__ИСХОДНЫЙ ТЕКСТ__:
▼
Но когда первая волна энтузиазма откатывается назад, выясняется, что в положении большинства разночинцев не произошло особо серьезных изменений, а для многих положение даже и ухудшилось. Те, кто остался в бюджетном секторе, имеют мизерные доходы, съедаемые инфляцией. Они и сегодня невыездные и привязаны к месту, хотя уже не идеологическими, а финансовыми причинами. Тех же, кто ушел в новые предприниматели, додавливают налогами и чиновничьим произволом. Приватизация идет мимо.
А ситуация, между тем, в корне изменилась: пассионарная энергия уже сброшена, пар выпушен.
В это самое время и приходит вторая волна перемен. Это не Реставрация в собственном смысле слова. Просто места «львов» занимают «лисы», харизматиков – бюрократы, неформальных лидеров – профессионалы аппаратной работы. На места специалистов-выскочек приходят прирожденные чиновники.
▲
__ЗАДАНИЯ__:
A. Почему, согласно фрагменту о разночинцах, оставшиеся в бюджетном секторе по-прежнему невыездные и привязаны к месту? Ответьте в одном–трех предложениях.
B. Продублируйте часть фрагмента о разночинцах без изменений: начните со слов «Но когда первая» и остановитесь после слов «приходят прирожденные чиновники.».
C. Ответьте по фрагменту о разночинцах:
(i) Чем, по словам фрагмента, додавливают тех, кто ушел в новые предприниматели?
(ii) Кто занимает места «львов»?
(iii) Кто приходит на места специалистов-выскочек?

(Записи с контурами)
▼
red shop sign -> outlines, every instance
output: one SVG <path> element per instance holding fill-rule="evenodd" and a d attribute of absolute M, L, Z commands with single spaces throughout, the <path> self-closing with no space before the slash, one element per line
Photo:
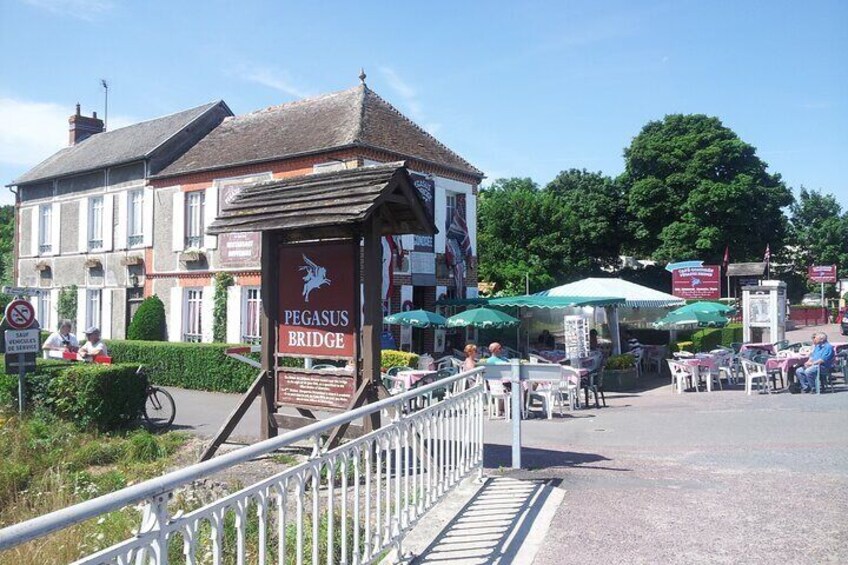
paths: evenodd
<path fill-rule="evenodd" d="M 358 252 L 351 241 L 280 247 L 278 353 L 353 357 Z"/>
<path fill-rule="evenodd" d="M 679 298 L 721 298 L 721 268 L 704 265 L 675 269 L 671 276 L 671 289 L 671 293 Z"/>
<path fill-rule="evenodd" d="M 811 265 L 807 276 L 813 282 L 836 282 L 836 265 Z"/>

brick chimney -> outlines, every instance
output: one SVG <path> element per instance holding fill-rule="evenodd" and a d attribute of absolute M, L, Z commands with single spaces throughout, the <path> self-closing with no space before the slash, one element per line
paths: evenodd
<path fill-rule="evenodd" d="M 68 124 L 68 145 L 76 145 L 95 133 L 103 132 L 103 120 L 97 119 L 97 112 L 92 112 L 90 118 L 83 116 L 80 114 L 79 103 L 76 113 L 68 118 Z"/>

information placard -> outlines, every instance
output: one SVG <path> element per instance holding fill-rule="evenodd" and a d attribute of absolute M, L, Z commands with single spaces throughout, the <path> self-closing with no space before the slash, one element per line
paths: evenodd
<path fill-rule="evenodd" d="M 354 393 L 352 373 L 281 369 L 277 373 L 277 402 L 301 408 L 345 410 Z"/>

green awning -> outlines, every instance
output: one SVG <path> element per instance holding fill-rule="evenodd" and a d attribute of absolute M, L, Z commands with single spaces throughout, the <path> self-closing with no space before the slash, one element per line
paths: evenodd
<path fill-rule="evenodd" d="M 453 298 L 436 302 L 436 306 L 500 306 L 504 308 L 570 308 L 573 306 L 615 306 L 624 298 L 612 296 L 502 296 L 500 298 Z"/>
<path fill-rule="evenodd" d="M 624 298 L 612 296 L 505 296 L 492 298 L 489 306 L 507 306 L 518 308 L 570 308 L 574 306 L 615 306 L 624 304 Z"/>

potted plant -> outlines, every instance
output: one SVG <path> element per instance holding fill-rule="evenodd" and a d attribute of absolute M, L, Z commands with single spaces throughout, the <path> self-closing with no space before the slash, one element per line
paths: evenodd
<path fill-rule="evenodd" d="M 612 355 L 604 366 L 606 390 L 629 390 L 636 386 L 636 358 L 629 353 Z"/>

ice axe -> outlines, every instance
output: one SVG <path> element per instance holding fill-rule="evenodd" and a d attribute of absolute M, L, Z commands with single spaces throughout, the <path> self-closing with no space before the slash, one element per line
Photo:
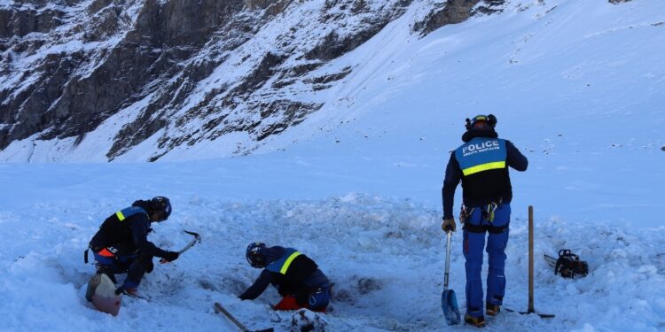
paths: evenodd
<path fill-rule="evenodd" d="M 185 245 L 184 248 L 179 250 L 178 254 L 182 254 L 183 252 L 187 251 L 190 248 L 193 247 L 194 244 L 196 244 L 197 243 L 201 243 L 201 235 L 200 235 L 199 233 L 190 232 L 188 230 L 183 230 L 183 232 L 194 236 L 194 238 L 192 239 L 192 241 L 190 241 L 190 243 L 187 243 L 187 245 Z M 168 261 L 165 260 L 164 259 L 160 259 L 160 263 L 164 264 L 164 263 L 168 263 Z"/>
<path fill-rule="evenodd" d="M 443 309 L 443 316 L 448 325 L 458 325 L 462 320 L 458 307 L 458 297 L 455 290 L 448 289 L 448 276 L 450 270 L 450 237 L 452 231 L 446 231 L 446 274 L 443 278 L 443 293 L 441 294 L 441 308 Z"/>
<path fill-rule="evenodd" d="M 219 302 L 215 303 L 215 309 L 216 309 L 217 313 L 223 313 L 224 316 L 226 316 L 226 318 L 228 318 L 229 320 L 232 321 L 233 324 L 236 324 L 238 328 L 240 328 L 242 332 L 272 332 L 274 330 L 272 328 L 268 328 L 265 329 L 257 329 L 255 331 L 252 331 L 248 329 L 247 328 L 246 328 L 245 325 L 242 325 L 241 322 L 238 321 L 238 320 L 236 320 L 236 318 L 233 317 L 233 315 L 231 314 L 231 313 L 227 312 L 226 309 L 224 309 L 224 307 L 219 304 Z"/>

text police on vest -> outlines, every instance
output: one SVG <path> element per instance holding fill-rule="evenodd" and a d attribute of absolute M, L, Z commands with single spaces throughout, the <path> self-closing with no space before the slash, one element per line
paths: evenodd
<path fill-rule="evenodd" d="M 465 146 L 464 148 L 462 148 L 462 153 L 465 156 L 470 156 L 472 154 L 485 152 L 497 149 L 500 149 L 498 141 L 486 141 L 483 143 L 477 143 Z"/>

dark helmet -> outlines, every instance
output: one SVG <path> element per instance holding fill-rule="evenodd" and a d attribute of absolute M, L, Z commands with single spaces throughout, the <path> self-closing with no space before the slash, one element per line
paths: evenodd
<path fill-rule="evenodd" d="M 153 213 L 158 213 L 160 218 L 154 221 L 163 221 L 171 215 L 171 202 L 163 196 L 158 196 L 149 201 L 150 210 Z"/>
<path fill-rule="evenodd" d="M 489 115 L 476 115 L 473 119 L 466 119 L 466 130 L 471 129 L 494 129 L 497 126 L 497 117 Z"/>
<path fill-rule="evenodd" d="M 265 243 L 260 242 L 254 242 L 247 245 L 245 257 L 252 267 L 263 268 L 268 265 L 265 261 L 265 256 L 259 252 L 262 248 L 265 248 Z"/>

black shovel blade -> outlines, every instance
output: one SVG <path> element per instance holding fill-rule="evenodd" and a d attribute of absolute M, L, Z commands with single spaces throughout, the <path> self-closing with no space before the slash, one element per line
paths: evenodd
<path fill-rule="evenodd" d="M 443 293 L 441 294 L 441 308 L 443 309 L 443 316 L 446 318 L 448 325 L 458 325 L 462 321 L 455 290 L 443 290 Z"/>

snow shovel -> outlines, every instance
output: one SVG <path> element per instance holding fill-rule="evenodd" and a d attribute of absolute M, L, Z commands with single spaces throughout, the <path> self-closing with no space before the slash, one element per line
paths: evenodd
<path fill-rule="evenodd" d="M 443 316 L 448 325 L 458 325 L 462 320 L 458 307 L 458 297 L 455 290 L 448 289 L 448 275 L 450 270 L 450 237 L 452 231 L 447 231 L 446 240 L 446 274 L 443 282 L 443 293 L 441 294 L 441 308 L 443 309 Z"/>
<path fill-rule="evenodd" d="M 229 320 L 232 321 L 233 324 L 236 324 L 238 328 L 240 328 L 242 332 L 272 332 L 273 331 L 272 328 L 269 328 L 266 329 L 257 329 L 256 331 L 252 331 L 248 329 L 247 328 L 245 327 L 245 325 L 242 325 L 241 322 L 238 321 L 238 320 L 236 320 L 236 318 L 233 317 L 233 315 L 231 314 L 231 313 L 227 312 L 226 309 L 224 309 L 224 307 L 219 304 L 219 302 L 215 303 L 215 309 L 216 309 L 217 313 L 223 313 L 224 316 L 226 316 L 226 318 L 228 318 Z"/>
<path fill-rule="evenodd" d="M 196 244 L 197 243 L 201 243 L 201 235 L 200 235 L 199 233 L 190 232 L 188 230 L 183 230 L 183 232 L 194 236 L 194 238 L 192 239 L 192 241 L 190 241 L 190 243 L 187 243 L 187 245 L 185 245 L 184 248 L 179 250 L 178 254 L 182 254 L 183 252 L 187 251 L 190 248 L 193 247 L 194 244 Z M 168 263 L 168 261 L 165 260 L 164 259 L 160 259 L 160 263 L 164 264 L 164 263 Z"/>

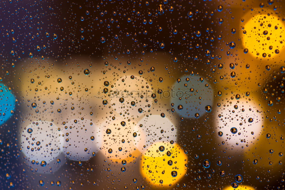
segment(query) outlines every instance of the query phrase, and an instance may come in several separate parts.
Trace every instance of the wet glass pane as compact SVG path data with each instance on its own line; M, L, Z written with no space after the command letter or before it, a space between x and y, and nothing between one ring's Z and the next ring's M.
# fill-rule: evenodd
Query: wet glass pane
M285 189L282 1L0 1L0 189Z

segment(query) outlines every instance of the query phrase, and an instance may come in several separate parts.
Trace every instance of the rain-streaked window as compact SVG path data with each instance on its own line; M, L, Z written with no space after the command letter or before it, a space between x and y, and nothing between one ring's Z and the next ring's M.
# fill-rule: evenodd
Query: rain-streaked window
M284 7L0 1L0 189L285 189Z

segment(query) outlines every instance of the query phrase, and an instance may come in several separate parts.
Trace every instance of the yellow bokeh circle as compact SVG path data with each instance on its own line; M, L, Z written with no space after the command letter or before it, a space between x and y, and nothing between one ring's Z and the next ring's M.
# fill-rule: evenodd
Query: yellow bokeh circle
M143 154L141 171L150 184L169 187L177 183L185 176L187 163L186 154L178 144L158 142Z
M226 187L225 190L254 190L255 189L252 187L247 185L239 185L237 188L235 189L231 186Z
M264 13L251 17L242 25L244 27L241 34L243 43L249 52L264 58L281 53L285 45L285 27L280 19Z

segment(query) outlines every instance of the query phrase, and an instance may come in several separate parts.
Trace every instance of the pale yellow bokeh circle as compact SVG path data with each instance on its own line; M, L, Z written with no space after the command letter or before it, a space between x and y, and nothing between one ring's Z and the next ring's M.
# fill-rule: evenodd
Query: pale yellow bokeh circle
M161 146L164 149L162 151L160 148ZM170 184L177 183L185 176L187 164L187 156L178 144L160 142L152 144L143 154L141 171L150 184L169 187Z
M267 58L282 53L285 45L285 27L280 19L264 13L256 14L245 22L242 25L244 27L241 34L242 42L249 53Z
▲
__ОТВЕТЫ ПО ПОРЯДКУ__:
A. У них мизерные доходы, которые съедает инфляция. Поэтому они привязаны к месту уже не по идеологическим, а по финансовым причинам.

B.
Но когда первая волна энтузиазма откатывается назад, выясняется, что в положении большинства разночинцев не произошло особо серьезных изменений, а для многих положение даже и ухудшилось. Те, кто остался в бюджетном секторе, имеют мизерные доходы, съедаемые инфляцией. Они и сегодня невыездные и привязаны к месту, хотя уже не идеологическими, а финансовыми причинами. Тех же, кто ушел в новые предприниматели, додавливают налогами и чиновничьим произволом. Приватизация идет мимо.
А ситуация, между тем, в корне изменилась: пассионарная энергия уже сброшена, пар выпушен.
В это самое время и приходит вторая волна перемен. Это не Реставрация в собственном смысле слова. Просто места «львов» занимают «лисы», харизматиков – бюрократы, неформальных лидеров – профессионалы аппаратной работы. На места специалистов-выскочек приходят прирожденные чиновники.

C.
(i) Налогами и чиновничьим произволом.
(ii) «Лисы».
(iii) Прирожденные чиновники.